_Stated goal_: In the records from the line with "Can you spot the green bush" up to and including the line with "[[586, 230], [435, 194], [302, 313]]", swap "Place a point" for "Put a point" and give only those lines back, with nothing else changed.

_Material_:
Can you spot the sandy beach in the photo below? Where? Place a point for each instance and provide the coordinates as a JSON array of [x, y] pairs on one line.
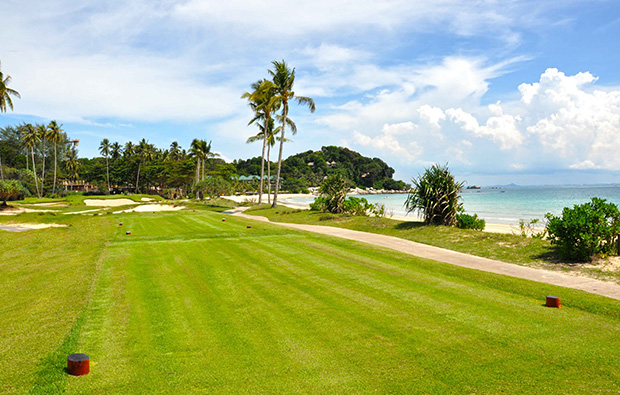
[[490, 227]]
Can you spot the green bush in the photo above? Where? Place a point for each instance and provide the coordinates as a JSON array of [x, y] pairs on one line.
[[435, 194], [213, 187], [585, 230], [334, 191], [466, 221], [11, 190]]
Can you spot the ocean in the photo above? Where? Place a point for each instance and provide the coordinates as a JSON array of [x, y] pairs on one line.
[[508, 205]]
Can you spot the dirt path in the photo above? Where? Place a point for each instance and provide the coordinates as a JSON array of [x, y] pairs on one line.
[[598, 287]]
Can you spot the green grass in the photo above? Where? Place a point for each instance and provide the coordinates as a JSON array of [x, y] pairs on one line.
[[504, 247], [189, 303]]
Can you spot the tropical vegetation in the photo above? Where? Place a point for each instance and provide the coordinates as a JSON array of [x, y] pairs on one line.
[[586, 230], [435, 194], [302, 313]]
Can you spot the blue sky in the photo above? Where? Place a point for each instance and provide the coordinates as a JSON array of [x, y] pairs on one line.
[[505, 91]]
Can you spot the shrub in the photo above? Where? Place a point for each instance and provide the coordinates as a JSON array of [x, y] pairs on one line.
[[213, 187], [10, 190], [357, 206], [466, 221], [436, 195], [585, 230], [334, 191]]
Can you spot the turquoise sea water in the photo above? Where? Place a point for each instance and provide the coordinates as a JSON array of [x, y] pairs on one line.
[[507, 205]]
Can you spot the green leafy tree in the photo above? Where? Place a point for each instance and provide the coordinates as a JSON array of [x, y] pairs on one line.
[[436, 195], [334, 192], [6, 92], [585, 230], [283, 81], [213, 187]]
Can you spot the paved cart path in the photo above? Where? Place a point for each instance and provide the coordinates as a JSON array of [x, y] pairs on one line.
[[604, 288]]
==
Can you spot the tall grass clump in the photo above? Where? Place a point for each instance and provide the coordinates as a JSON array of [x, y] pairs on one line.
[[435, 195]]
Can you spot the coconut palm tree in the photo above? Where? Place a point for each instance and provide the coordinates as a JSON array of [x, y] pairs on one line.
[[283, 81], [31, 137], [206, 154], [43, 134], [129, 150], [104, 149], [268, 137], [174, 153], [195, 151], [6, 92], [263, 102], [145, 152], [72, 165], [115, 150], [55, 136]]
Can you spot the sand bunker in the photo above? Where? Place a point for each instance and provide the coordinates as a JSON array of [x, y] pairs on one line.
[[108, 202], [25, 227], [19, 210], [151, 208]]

_Solved exercise_:
Can you spot the green bush in the photo above? Where? Put a point for each instance and provide the coordinates as a JSON array of [x, y] pairs on one line.
[[435, 194], [213, 187], [585, 230], [334, 191], [466, 221], [11, 190]]
Can you spot the ocean in the photo above? Where? Put a point for each instance and provide the coordinates as a JSON array of [x, y] pairs on one line.
[[508, 205]]
Can you spot the dirt path in the photo above? Where? Put a point for each instance and provide the coordinates as a JSON array of [x, y] pairs on one line.
[[598, 287]]
Can you spot the green grass in the photo above? Where? Put a point for each instance and provide the coordinates as a JSON array of [x, y] pairs on one line.
[[504, 247], [189, 303]]
Can you spot the tropical vegetation in the photo above? Where? Put a point for each instance and provide the coordinates as a JSON array of [x, y] pairs on one line.
[[586, 230], [435, 194], [302, 313]]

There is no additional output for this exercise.